Ejercicio
Presente como lista numerada todo el material comprendido entre la línea que contiene "job: red hair ribbon" y la que contiene "Trace the outline of every instance of the red", ambas incluidas. Omita las líneas en blanco.

Registros de anotación de contornos:
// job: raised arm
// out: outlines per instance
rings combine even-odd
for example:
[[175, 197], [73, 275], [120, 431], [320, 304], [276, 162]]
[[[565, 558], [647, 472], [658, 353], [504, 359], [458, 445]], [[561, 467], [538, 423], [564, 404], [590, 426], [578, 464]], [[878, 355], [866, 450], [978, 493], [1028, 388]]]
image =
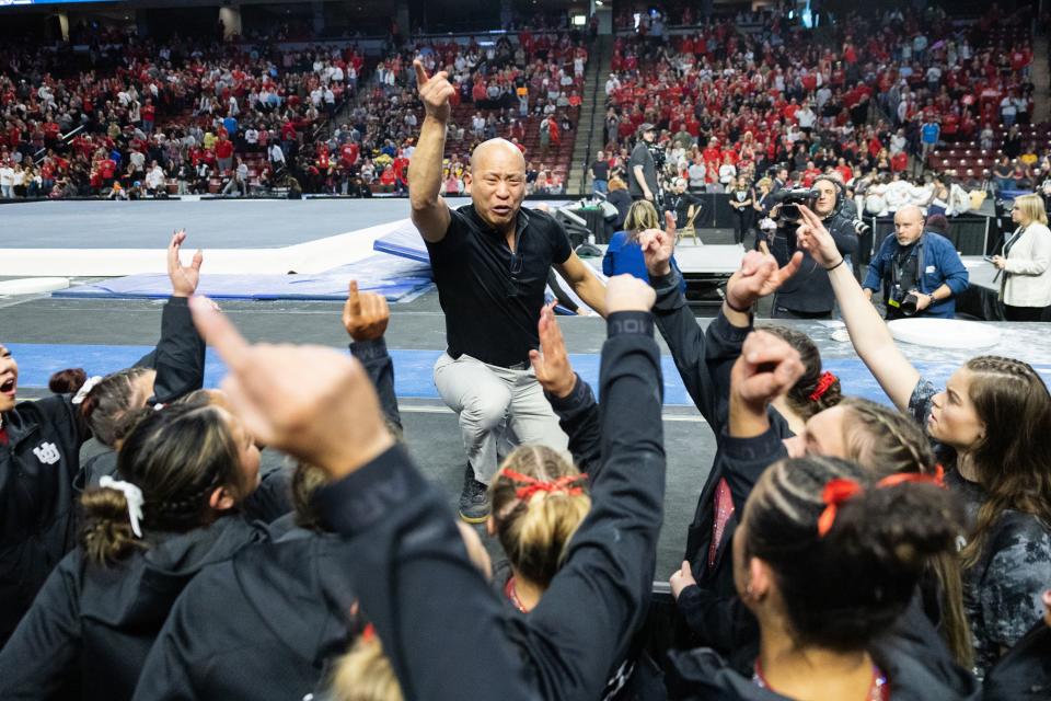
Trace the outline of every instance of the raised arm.
[[800, 206], [799, 211], [802, 215], [797, 234], [799, 245], [829, 271], [829, 279], [854, 349], [894, 406], [908, 411], [909, 399], [920, 381], [920, 372], [894, 345], [890, 330], [862, 291], [854, 273], [843, 265], [843, 256], [828, 229], [807, 207]]
[[148, 358], [157, 370], [151, 404], [170, 404], [205, 384], [205, 342], [194, 327], [187, 300], [197, 291], [204, 255], [198, 250], [189, 265], [180, 261], [186, 231], [172, 235], [168, 246], [168, 277], [172, 298], [161, 315], [161, 340]]
[[640, 280], [610, 280], [602, 472], [565, 565], [530, 613], [524, 643], [545, 698], [599, 698], [646, 619], [665, 491], [663, 381], [647, 311], [652, 300]]
[[350, 291], [343, 307], [343, 326], [353, 340], [350, 355], [360, 360], [369, 374], [386, 423], [401, 432], [402, 415], [394, 394], [394, 363], [383, 340], [390, 319], [391, 308], [385, 297], [359, 292], [358, 281], [350, 280]]
[[437, 243], [446, 238], [449, 229], [449, 206], [439, 193], [446, 127], [449, 124], [449, 97], [455, 88], [449, 82], [446, 71], [428, 78], [419, 59], [413, 61], [413, 67], [416, 69], [416, 88], [425, 114], [419, 128], [419, 142], [408, 162], [408, 199], [416, 229], [425, 241]]
[[569, 436], [574, 462], [593, 479], [602, 457], [602, 425], [594, 393], [573, 371], [562, 330], [550, 306], [541, 310], [538, 330], [540, 350], [529, 352], [533, 372], [558, 415], [558, 425]]

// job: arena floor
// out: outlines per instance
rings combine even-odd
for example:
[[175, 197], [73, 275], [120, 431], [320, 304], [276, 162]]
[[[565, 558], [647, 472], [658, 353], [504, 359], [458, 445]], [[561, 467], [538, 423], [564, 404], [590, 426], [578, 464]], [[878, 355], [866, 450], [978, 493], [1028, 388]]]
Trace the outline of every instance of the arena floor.
[[[114, 205], [123, 209], [115, 210]], [[0, 207], [0, 261], [12, 249], [27, 248], [51, 249], [55, 260], [76, 258], [85, 249], [104, 249], [117, 255], [124, 249], [163, 250], [171, 231], [186, 227], [192, 237], [188, 244], [205, 249], [207, 266], [212, 248], [241, 250], [249, 255], [258, 249], [315, 244], [325, 238], [353, 238], [349, 232], [376, 228], [406, 215], [404, 200], [8, 205]], [[356, 248], [371, 254], [371, 243]], [[3, 274], [10, 277], [8, 271]], [[72, 284], [95, 279], [80, 276]], [[0, 297], [0, 341], [12, 347], [20, 361], [21, 394], [46, 392], [47, 376], [55, 369], [83, 366], [95, 374], [123, 367], [128, 357], [134, 360], [140, 349], [137, 346], [149, 347], [157, 342], [161, 304], [151, 300], [59, 299], [47, 295]], [[339, 320], [342, 304], [336, 301], [229, 301], [223, 309], [250, 340], [335, 347], [345, 347], [348, 341]], [[605, 336], [603, 322], [594, 318], [563, 318], [561, 324], [569, 350], [575, 354], [575, 365], [581, 375], [593, 379]], [[844, 392], [883, 399], [850, 343], [833, 338], [839, 329], [836, 322], [793, 325], [818, 342], [827, 365], [840, 376]], [[1027, 324], [998, 326], [1003, 341], [989, 350], [1024, 358], [1051, 381], [1047, 331]], [[444, 487], [450, 505], [454, 505], [464, 458], [455, 416], [437, 398], [430, 381], [430, 364], [444, 348], [443, 315], [434, 290], [392, 306], [388, 344], [395, 357], [406, 440], [423, 471]], [[712, 432], [690, 405], [667, 348], [662, 349], [669, 472], [658, 579], [665, 579], [681, 563], [686, 526], [715, 453]], [[944, 381], [973, 353], [913, 346], [910, 355], [925, 374]], [[207, 383], [216, 384], [221, 378], [221, 365], [209, 358], [209, 368]], [[279, 456], [267, 456], [272, 464], [280, 460]], [[495, 542], [489, 545], [498, 549]]]

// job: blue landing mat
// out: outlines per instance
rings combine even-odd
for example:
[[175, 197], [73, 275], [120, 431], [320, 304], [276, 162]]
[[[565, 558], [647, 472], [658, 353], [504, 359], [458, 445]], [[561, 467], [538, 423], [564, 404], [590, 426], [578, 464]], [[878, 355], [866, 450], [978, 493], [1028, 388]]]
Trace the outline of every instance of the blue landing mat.
[[[372, 255], [316, 275], [201, 274], [198, 292], [212, 299], [344, 300], [347, 284], [379, 292], [390, 302], [408, 301], [431, 285], [430, 266], [390, 255]], [[129, 275], [94, 285], [71, 287], [54, 297], [164, 299], [171, 295], [168, 275]]]
[[[134, 365], [149, 353], [149, 346], [103, 346], [103, 345], [49, 345], [49, 344], [8, 344], [19, 363], [19, 383], [23, 387], [47, 387], [47, 380], [56, 370], [69, 367], [83, 367], [89, 375], [106, 375]], [[439, 400], [431, 380], [431, 368], [441, 352], [439, 350], [392, 350], [394, 359], [395, 392], [399, 397], [412, 399]], [[591, 387], [598, 387], [598, 354], [570, 354], [574, 369]], [[665, 405], [692, 405], [679, 372], [668, 356], [661, 357], [665, 374]], [[205, 372], [205, 387], [218, 387], [226, 368], [210, 349]], [[845, 394], [864, 397], [881, 403], [889, 403], [876, 380], [861, 360], [830, 360], [825, 368], [836, 374]], [[920, 371], [936, 386], [944, 386], [957, 366], [949, 364], [921, 364]], [[1051, 382], [1051, 366], [1038, 366], [1037, 371], [1046, 382]]]

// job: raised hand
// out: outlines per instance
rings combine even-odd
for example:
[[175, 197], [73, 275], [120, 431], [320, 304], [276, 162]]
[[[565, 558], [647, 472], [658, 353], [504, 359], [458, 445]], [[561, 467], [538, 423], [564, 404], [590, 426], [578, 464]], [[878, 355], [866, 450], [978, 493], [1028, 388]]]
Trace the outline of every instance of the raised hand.
[[605, 313], [616, 311], [649, 311], [657, 292], [654, 288], [631, 275], [616, 275], [605, 285]]
[[200, 264], [205, 256], [197, 249], [194, 253], [194, 260], [188, 266], [184, 266], [178, 258], [180, 248], [186, 240], [186, 230], [180, 229], [172, 234], [172, 241], [168, 244], [168, 277], [172, 280], [172, 297], [190, 297], [197, 291], [197, 285], [200, 283]]
[[438, 71], [430, 78], [424, 70], [424, 65], [417, 58], [413, 61], [416, 69], [416, 90], [419, 91], [419, 99], [424, 103], [424, 110], [428, 117], [434, 117], [442, 124], [449, 122], [449, 99], [452, 97], [457, 89], [449, 82], [449, 73], [443, 70]]
[[672, 572], [671, 576], [668, 577], [668, 584], [671, 585], [671, 595], [675, 597], [677, 601], [683, 589], [696, 583], [697, 581], [693, 577], [693, 570], [690, 568], [690, 562], [686, 560], [682, 561], [682, 567]]
[[382, 338], [391, 320], [391, 308], [383, 295], [359, 292], [358, 281], [350, 280], [350, 294], [343, 306], [343, 327], [357, 342]]
[[799, 248], [809, 252], [813, 260], [824, 267], [839, 264], [843, 256], [840, 254], [840, 250], [835, 248], [832, 234], [821, 223], [821, 218], [806, 205], [799, 205], [799, 215], [800, 223], [796, 230]]
[[730, 371], [731, 422], [735, 405], [765, 417], [766, 404], [792, 389], [805, 369], [799, 352], [787, 342], [765, 331], [748, 334]]
[[569, 354], [562, 338], [562, 330], [555, 321], [554, 302], [540, 312], [540, 350], [529, 352], [529, 361], [540, 386], [555, 397], [568, 397], [577, 383], [577, 376], [569, 365]]
[[652, 277], [671, 273], [671, 254], [675, 252], [675, 215], [665, 212], [665, 230], [646, 229], [638, 234], [646, 269]]
[[796, 251], [782, 267], [772, 255], [749, 251], [741, 258], [741, 267], [726, 284], [726, 299], [734, 309], [748, 309], [761, 298], [771, 295], [799, 269], [802, 253]]
[[229, 374], [230, 404], [255, 438], [339, 478], [393, 445], [361, 364], [321, 346], [250, 345], [209, 300], [189, 300]]

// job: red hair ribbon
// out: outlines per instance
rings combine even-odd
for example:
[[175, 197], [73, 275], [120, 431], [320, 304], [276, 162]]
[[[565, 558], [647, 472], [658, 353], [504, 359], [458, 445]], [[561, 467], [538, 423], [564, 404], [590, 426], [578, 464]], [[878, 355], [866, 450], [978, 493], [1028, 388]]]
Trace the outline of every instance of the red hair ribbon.
[[821, 492], [821, 501], [824, 502], [824, 510], [821, 512], [820, 518], [818, 518], [818, 536], [824, 538], [830, 530], [832, 530], [832, 524], [835, 522], [835, 514], [840, 508], [840, 505], [845, 502], [854, 498], [862, 493], [862, 485], [855, 482], [854, 480], [843, 480], [836, 478], [829, 481], [824, 485], [824, 491]]
[[527, 476], [521, 472], [516, 472], [515, 470], [510, 470], [508, 468], [504, 468], [504, 470], [501, 470], [501, 474], [504, 474], [504, 476], [511, 480], [512, 482], [518, 482], [519, 484], [524, 485], [524, 486], [518, 487], [518, 491], [515, 492], [515, 496], [517, 496], [522, 501], [528, 501], [533, 494], [536, 494], [538, 492], [547, 492], [548, 494], [552, 494], [555, 492], [565, 492], [569, 496], [584, 494], [582, 487], [570, 486], [570, 485], [574, 484], [575, 482], [579, 482], [581, 480], [588, 479], [587, 474], [580, 473], [580, 474], [567, 474], [558, 478], [557, 480], [543, 482], [541, 480], [538, 480], [536, 478]]
[[[923, 474], [922, 472], [899, 472], [898, 474], [890, 474], [877, 482], [876, 489], [880, 490], [905, 483], [934, 484], [944, 487], [945, 469], [939, 464], [935, 468], [934, 474]], [[824, 485], [824, 491], [821, 493], [821, 501], [824, 502], [825, 506], [824, 510], [821, 512], [821, 516], [818, 518], [818, 536], [820, 538], [824, 538], [829, 531], [832, 530], [839, 507], [863, 491], [862, 485], [854, 480], [838, 478]]]
[[818, 380], [818, 386], [815, 388], [812, 392], [810, 392], [810, 398], [809, 398], [810, 401], [816, 402], [822, 397], [824, 397], [824, 393], [829, 391], [829, 388], [832, 387], [833, 382], [835, 382], [834, 375], [828, 371], [822, 372], [821, 379]]

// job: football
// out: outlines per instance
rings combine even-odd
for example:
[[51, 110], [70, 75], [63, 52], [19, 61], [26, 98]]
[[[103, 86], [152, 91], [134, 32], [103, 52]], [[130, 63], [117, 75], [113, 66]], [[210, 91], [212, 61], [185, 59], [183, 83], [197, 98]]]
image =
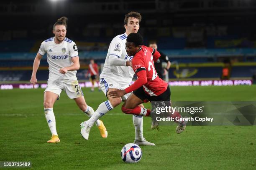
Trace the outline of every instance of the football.
[[121, 158], [126, 163], [137, 163], [141, 160], [142, 151], [140, 147], [134, 143], [128, 143], [122, 149]]

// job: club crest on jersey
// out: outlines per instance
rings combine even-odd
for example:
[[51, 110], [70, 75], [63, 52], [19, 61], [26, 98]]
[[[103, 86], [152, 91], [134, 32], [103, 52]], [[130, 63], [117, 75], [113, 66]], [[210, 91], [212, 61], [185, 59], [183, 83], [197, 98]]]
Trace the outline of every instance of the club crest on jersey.
[[73, 49], [74, 49], [74, 51], [77, 51], [78, 49], [77, 49], [77, 45], [74, 44], [74, 46], [73, 46]]
[[66, 50], [67, 50], [67, 49], [65, 48], [61, 48], [61, 51], [62, 51], [62, 52], [63, 52], [64, 53], [65, 52], [66, 52]]
[[138, 64], [138, 65], [135, 65], [134, 66], [134, 69], [137, 70], [138, 68], [141, 68], [142, 65], [141, 64]]
[[119, 49], [121, 48], [121, 45], [120, 43], [118, 42], [115, 44], [115, 48]]

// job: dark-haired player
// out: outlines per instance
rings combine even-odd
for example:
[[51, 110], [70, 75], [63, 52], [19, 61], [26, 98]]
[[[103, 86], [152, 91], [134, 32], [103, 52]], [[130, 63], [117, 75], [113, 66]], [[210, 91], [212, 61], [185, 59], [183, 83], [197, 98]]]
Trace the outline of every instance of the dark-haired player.
[[[46, 54], [49, 64], [49, 78], [44, 90], [44, 115], [51, 132], [49, 143], [59, 142], [53, 106], [59, 99], [63, 90], [71, 99], [73, 99], [79, 108], [89, 117], [94, 113], [93, 109], [86, 104], [83, 93], [76, 76], [80, 64], [77, 48], [75, 42], [66, 38], [67, 18], [61, 17], [53, 25], [54, 37], [43, 41], [36, 55], [33, 65], [30, 82], [34, 85], [37, 82], [36, 74], [40, 60]], [[96, 122], [101, 135], [106, 138], [107, 132], [103, 122]]]
[[[88, 139], [89, 132], [94, 122], [119, 105], [122, 100], [126, 100], [131, 94], [128, 93], [118, 98], [113, 98], [108, 95], [115, 89], [125, 89], [131, 82], [134, 75], [134, 72], [130, 67], [133, 56], [127, 55], [125, 42], [130, 34], [138, 32], [141, 20], [141, 15], [136, 12], [132, 11], [125, 15], [125, 33], [115, 37], [109, 45], [102, 72], [100, 75], [101, 90], [108, 100], [100, 105], [95, 114], [89, 120], [81, 123], [81, 133], [85, 140]], [[154, 144], [146, 141], [143, 136], [142, 117], [133, 115], [133, 120], [135, 129], [134, 143], [141, 145], [154, 145]]]
[[[156, 50], [157, 50], [157, 45], [156, 42], [152, 42], [149, 43], [149, 47], [152, 47]], [[159, 77], [163, 80], [164, 80], [164, 76], [166, 75], [167, 73], [171, 66], [171, 62], [169, 61], [168, 56], [160, 51], [158, 51], [160, 54], [160, 57], [154, 63], [155, 68]], [[163, 62], [165, 62], [167, 64], [166, 67], [164, 69], [162, 67], [162, 63]]]
[[[109, 95], [113, 98], [119, 98], [133, 92], [122, 106], [122, 110], [126, 114], [149, 116], [155, 113], [138, 105], [146, 101], [167, 101], [165, 103], [170, 106], [171, 92], [167, 83], [159, 78], [154, 68], [154, 62], [158, 59], [160, 54], [152, 48], [142, 45], [143, 41], [142, 36], [134, 33], [128, 36], [125, 44], [127, 55], [133, 56], [132, 67], [138, 79], [130, 87], [124, 90], [111, 91]], [[174, 120], [177, 117], [181, 118], [177, 112], [169, 116]], [[176, 132], [180, 133], [184, 130], [187, 121], [178, 122]]]

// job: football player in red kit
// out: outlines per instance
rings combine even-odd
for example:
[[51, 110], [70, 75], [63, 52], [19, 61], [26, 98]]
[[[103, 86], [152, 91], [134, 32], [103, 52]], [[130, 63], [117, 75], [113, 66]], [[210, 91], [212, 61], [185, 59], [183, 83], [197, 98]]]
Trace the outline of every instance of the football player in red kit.
[[[122, 111], [128, 114], [151, 116], [153, 120], [151, 128], [155, 129], [158, 126], [154, 118], [156, 113], [138, 106], [148, 101], [165, 101], [165, 103], [167, 101], [170, 105], [171, 92], [167, 83], [159, 78], [155, 69], [154, 62], [158, 59], [160, 54], [152, 48], [142, 45], [143, 41], [143, 38], [140, 34], [132, 33], [127, 37], [125, 43], [127, 55], [133, 56], [131, 62], [138, 79], [126, 89], [115, 90], [109, 92], [109, 95], [118, 98], [133, 92], [122, 106]], [[177, 112], [170, 114], [169, 116], [174, 120], [179, 119], [176, 117], [182, 118]], [[187, 121], [176, 122], [179, 123], [176, 132], [180, 133], [185, 130]]]

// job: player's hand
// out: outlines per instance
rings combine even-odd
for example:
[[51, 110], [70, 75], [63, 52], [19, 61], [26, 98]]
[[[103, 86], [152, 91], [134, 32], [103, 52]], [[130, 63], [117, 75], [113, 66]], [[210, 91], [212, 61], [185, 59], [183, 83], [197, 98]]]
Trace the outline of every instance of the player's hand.
[[67, 73], [67, 69], [65, 68], [61, 68], [59, 70], [59, 72], [61, 74], [65, 74]]
[[163, 73], [163, 75], [165, 75], [167, 74], [167, 70], [166, 69], [164, 69], [164, 73]]
[[35, 88], [35, 85], [37, 83], [37, 80], [36, 77], [31, 77], [30, 79], [30, 82], [33, 84], [33, 88]]
[[133, 65], [132, 65], [132, 63], [131, 63], [131, 61], [126, 61], [126, 66], [128, 67], [128, 66], [131, 66], [131, 67], [133, 67]]
[[126, 94], [125, 91], [123, 90], [115, 89], [108, 92], [108, 95], [113, 98], [120, 98]]

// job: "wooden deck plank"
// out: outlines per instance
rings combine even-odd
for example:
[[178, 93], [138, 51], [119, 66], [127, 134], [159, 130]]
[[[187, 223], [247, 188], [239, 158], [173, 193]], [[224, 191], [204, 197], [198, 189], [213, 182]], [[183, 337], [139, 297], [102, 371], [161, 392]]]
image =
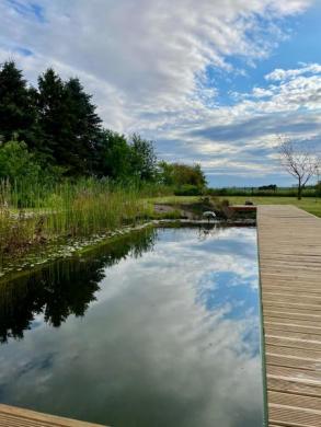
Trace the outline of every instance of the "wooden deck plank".
[[42, 414], [35, 411], [0, 404], [1, 427], [103, 427], [98, 424]]
[[321, 220], [260, 206], [257, 239], [270, 427], [321, 427]]

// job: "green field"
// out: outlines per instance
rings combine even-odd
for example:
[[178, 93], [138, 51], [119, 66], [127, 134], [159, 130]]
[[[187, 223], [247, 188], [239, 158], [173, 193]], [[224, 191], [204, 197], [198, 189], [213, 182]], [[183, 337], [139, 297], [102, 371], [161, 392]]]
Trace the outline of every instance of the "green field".
[[[185, 204], [194, 203], [198, 200], [199, 197], [179, 197], [179, 196], [168, 196], [168, 197], [158, 197], [152, 198], [153, 203], [163, 203], [163, 204]], [[321, 217], [321, 198], [306, 197], [302, 200], [298, 200], [296, 197], [244, 197], [244, 196], [230, 196], [230, 197], [220, 197], [220, 199], [228, 199], [231, 205], [243, 205], [245, 200], [251, 200], [254, 205], [295, 205], [301, 209], [307, 210], [310, 214], [313, 214], [318, 217]]]

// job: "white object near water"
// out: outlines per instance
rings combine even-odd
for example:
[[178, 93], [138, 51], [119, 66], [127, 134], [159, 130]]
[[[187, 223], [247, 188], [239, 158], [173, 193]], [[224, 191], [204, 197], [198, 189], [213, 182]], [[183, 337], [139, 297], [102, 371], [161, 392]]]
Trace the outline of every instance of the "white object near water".
[[203, 217], [207, 218], [208, 221], [209, 221], [210, 219], [215, 219], [216, 218], [216, 214], [213, 212], [211, 210], [206, 210], [205, 212], [203, 212]]

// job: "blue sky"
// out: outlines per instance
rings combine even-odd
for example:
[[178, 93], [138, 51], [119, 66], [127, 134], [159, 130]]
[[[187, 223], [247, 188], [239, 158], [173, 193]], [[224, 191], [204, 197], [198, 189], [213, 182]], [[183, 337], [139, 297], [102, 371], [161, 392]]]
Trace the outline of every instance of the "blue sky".
[[277, 136], [321, 150], [320, 18], [320, 0], [0, 0], [0, 61], [78, 76], [107, 127], [211, 185], [291, 185]]

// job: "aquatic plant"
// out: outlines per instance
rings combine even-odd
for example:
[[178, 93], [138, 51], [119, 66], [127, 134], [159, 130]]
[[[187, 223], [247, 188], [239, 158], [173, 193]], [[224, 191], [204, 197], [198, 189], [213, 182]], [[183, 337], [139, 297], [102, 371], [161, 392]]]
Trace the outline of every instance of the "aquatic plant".
[[96, 178], [53, 186], [0, 182], [0, 267], [35, 245], [101, 234], [148, 218], [152, 207], [141, 193], [137, 185]]

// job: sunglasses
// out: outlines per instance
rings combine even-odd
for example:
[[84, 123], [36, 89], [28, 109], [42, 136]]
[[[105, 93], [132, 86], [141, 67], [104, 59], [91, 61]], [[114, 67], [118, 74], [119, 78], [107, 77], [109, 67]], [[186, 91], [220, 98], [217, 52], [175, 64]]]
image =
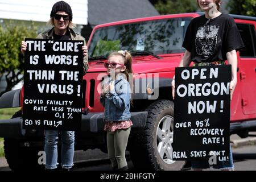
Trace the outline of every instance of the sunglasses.
[[123, 67], [125, 65], [124, 64], [117, 63], [115, 62], [107, 62], [104, 63], [104, 67], [105, 68], [109, 68], [109, 65], [110, 65], [111, 68], [115, 68], [118, 64], [121, 65], [122, 67]]
[[63, 19], [64, 20], [69, 20], [69, 15], [59, 15], [57, 14], [56, 14], [53, 15], [54, 19], [56, 19], [57, 20], [59, 20], [61, 19], [61, 17], [63, 18]]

Respuesta
1. // job: red hair ribbon
2. // out: outlines per instance
3. rings combine even-odd
4. for example:
5. [[175, 197], [73, 275], [120, 431], [320, 304], [276, 162]]
6. [[[565, 558], [647, 472], [658, 353], [504, 359], [458, 445]], [[561, 467], [538, 423], [564, 404], [590, 426], [578, 464]], [[878, 355], [866, 450], [978, 493], [1028, 388]]]
7. Trace the outline of every instance of the red hair ribbon.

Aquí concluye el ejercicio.